Transcribe the listing exactly, skipping every picture.
==================================================
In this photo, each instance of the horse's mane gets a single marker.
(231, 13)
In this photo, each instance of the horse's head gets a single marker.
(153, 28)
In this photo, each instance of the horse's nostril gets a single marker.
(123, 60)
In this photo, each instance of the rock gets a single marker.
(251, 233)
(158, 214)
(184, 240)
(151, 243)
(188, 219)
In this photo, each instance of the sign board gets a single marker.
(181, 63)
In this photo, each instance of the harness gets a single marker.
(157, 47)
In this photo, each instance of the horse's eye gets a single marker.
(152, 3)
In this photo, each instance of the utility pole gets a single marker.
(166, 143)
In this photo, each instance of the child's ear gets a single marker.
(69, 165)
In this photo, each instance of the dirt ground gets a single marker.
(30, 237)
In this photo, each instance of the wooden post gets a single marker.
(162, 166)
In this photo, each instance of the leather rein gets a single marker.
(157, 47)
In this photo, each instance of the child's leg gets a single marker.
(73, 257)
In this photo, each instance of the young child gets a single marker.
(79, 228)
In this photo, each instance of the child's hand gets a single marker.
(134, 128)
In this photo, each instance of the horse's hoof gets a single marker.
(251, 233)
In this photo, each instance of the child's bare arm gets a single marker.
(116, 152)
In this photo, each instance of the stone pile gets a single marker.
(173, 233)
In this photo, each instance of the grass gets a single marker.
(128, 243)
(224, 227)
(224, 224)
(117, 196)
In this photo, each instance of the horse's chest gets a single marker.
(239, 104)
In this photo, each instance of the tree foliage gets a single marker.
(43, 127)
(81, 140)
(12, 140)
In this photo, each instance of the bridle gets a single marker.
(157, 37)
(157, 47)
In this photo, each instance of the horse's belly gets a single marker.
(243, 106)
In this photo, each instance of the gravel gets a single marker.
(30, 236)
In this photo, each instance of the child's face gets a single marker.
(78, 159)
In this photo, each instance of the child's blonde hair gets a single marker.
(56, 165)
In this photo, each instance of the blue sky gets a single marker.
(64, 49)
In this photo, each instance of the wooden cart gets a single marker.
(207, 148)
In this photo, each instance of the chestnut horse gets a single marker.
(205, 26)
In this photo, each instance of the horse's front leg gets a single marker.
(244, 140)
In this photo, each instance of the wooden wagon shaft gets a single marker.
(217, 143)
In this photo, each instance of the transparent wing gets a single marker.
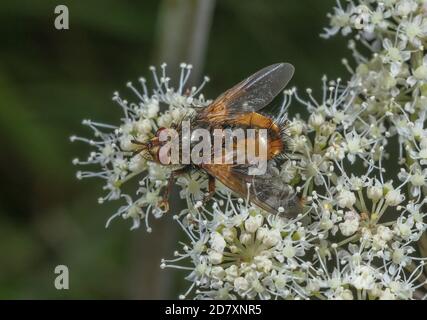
(267, 191)
(252, 94)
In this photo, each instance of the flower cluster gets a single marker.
(359, 161)
(116, 147)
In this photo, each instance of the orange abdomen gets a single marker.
(255, 120)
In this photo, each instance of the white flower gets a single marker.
(350, 224)
(253, 223)
(346, 199)
(394, 198)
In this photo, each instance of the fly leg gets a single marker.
(164, 203)
(211, 189)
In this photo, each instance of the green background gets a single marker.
(50, 80)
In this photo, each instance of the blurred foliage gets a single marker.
(50, 80)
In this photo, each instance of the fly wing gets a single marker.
(267, 191)
(250, 95)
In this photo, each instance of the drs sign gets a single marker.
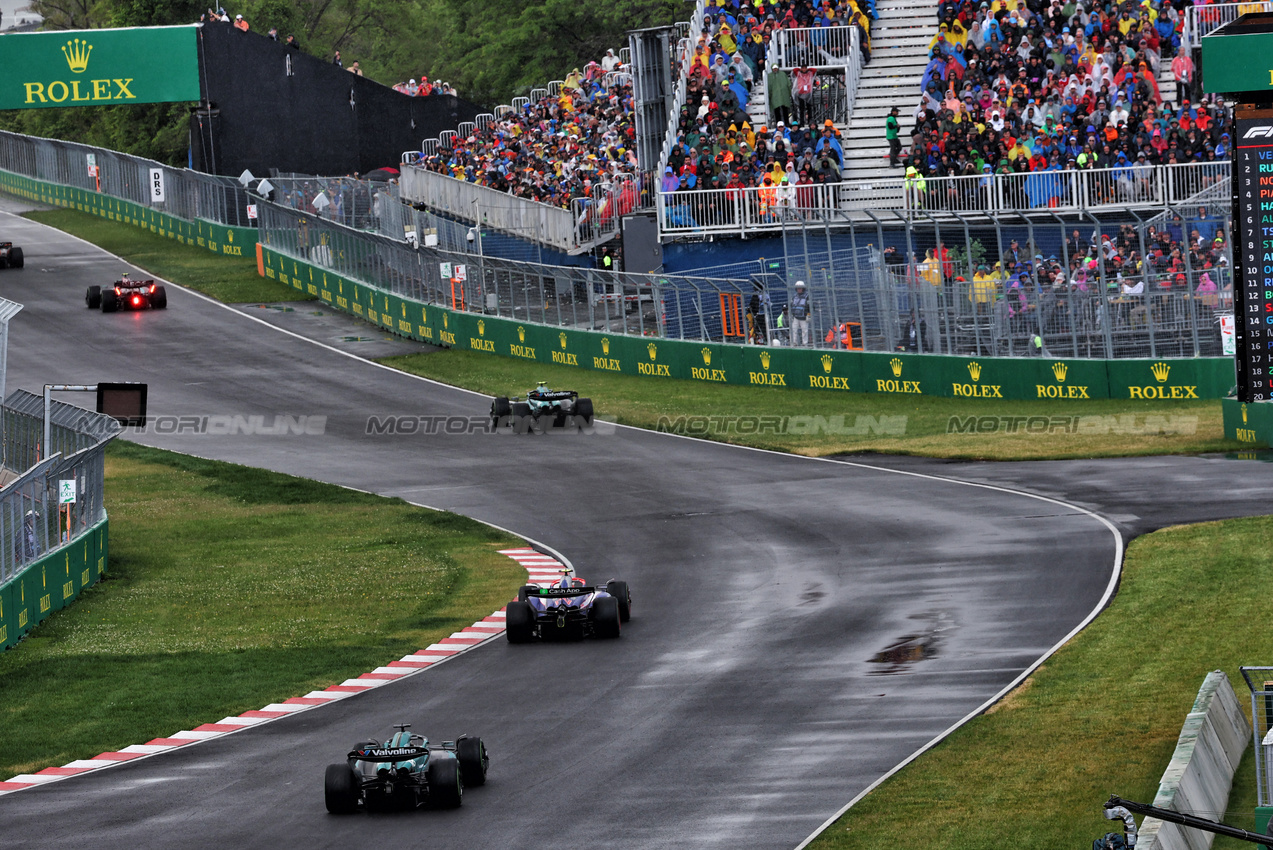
==================================================
[Answer]
In this photo, each instance of the horse's mane gets a single marker.
(231, 13)
In this photo, each instance of the horse's head gets a single marker.
(153, 28)
In this photo, each instance of the horse's nostril gets a single marker.
(123, 60)
In this photo, each instance of the rock gets a single marker.
(251, 233)
(158, 214)
(184, 240)
(151, 243)
(188, 219)
In this photo, each instance of the sign board gets a single marker.
(181, 63)
In this photo, each instance of the harness gets a single marker.
(157, 47)
In this photo, each instance of the horse's eye gets a single marker.
(152, 3)
In this photo, each instance of the utility pole gets a single marker.
(166, 143)
In this photo, each instance of the child's ear gets a single marker.
(69, 165)
In this photo, each instance of the dirt ground gets a single marker.
(30, 237)
In this photo, each instance of the wooden post gets a single marker.
(162, 166)
In this photo, each instance of the leather rein gets a single marker.
(157, 47)
In this photo, each instance of the child's leg gets a single marker.
(73, 257)
In this photo, each instance of the young child gets a single marker.
(79, 228)
In this photo, each instance of the child's hand gets a single marker.
(134, 128)
In this photo, each instance of the horse's hoof gets a single marker.
(251, 233)
In this photo, each instance of the child's bare arm gets a single marker.
(116, 152)
In this photo, each instance of the stone pile gets a single marker.
(173, 233)
In this photo, each instance of the grass gets a single marker.
(128, 243)
(224, 227)
(224, 224)
(117, 196)
In this photo, each instance of the horse's chest gets a single marker.
(239, 104)
In this photo, each instance of the tree foliage gets a single marker.
(43, 127)
(81, 140)
(12, 140)
In this photo, each instance of the bridle gets a single marker.
(157, 37)
(157, 47)
In this photo, each instance of the horse's belly gets a single marker.
(243, 106)
In this photo, each instance of the gravel gets a single marker.
(30, 236)
In this photo, each instance of the child's face gets a single marker.
(78, 159)
In this photo, each instance of the child's blonde hair gets a single marker.
(56, 165)
In this photo, each instance of the blue sky gets a single marker.
(64, 49)
In this photo, each instance of the wooden cart gets a single marker.
(207, 148)
In this photo, each instance of the chestnut horse gets a single marker.
(205, 26)
In this photo, each instance of the horse's front leg gets a single marker.
(244, 140)
In this photo, each instance of the wooden wagon shaft gets a single marker.
(217, 143)
In this photo, each instance of the transparent wing gets a single marker.
(267, 191)
(252, 94)
In this photo, each instance of the flower cluster gets a single marker.
(359, 161)
(116, 147)
In this photo, each instance of the orange abdomen gets a single marker.
(255, 120)
In this photo, each instance of the white flower gets a single marker.
(350, 224)
(253, 223)
(346, 199)
(394, 198)
In this photo, each instance of the fly leg gets a single marker.
(164, 203)
(211, 189)
In this photo, each instance of the green background gets a single marker.
(50, 80)
In this photo, each instance of the blurred foliage gets a single marker.
(50, 80)
In this photo, each instance of the fly wing gets a single marker.
(267, 191)
(250, 95)
In this photo, each instance of the drs sign gets a single marker.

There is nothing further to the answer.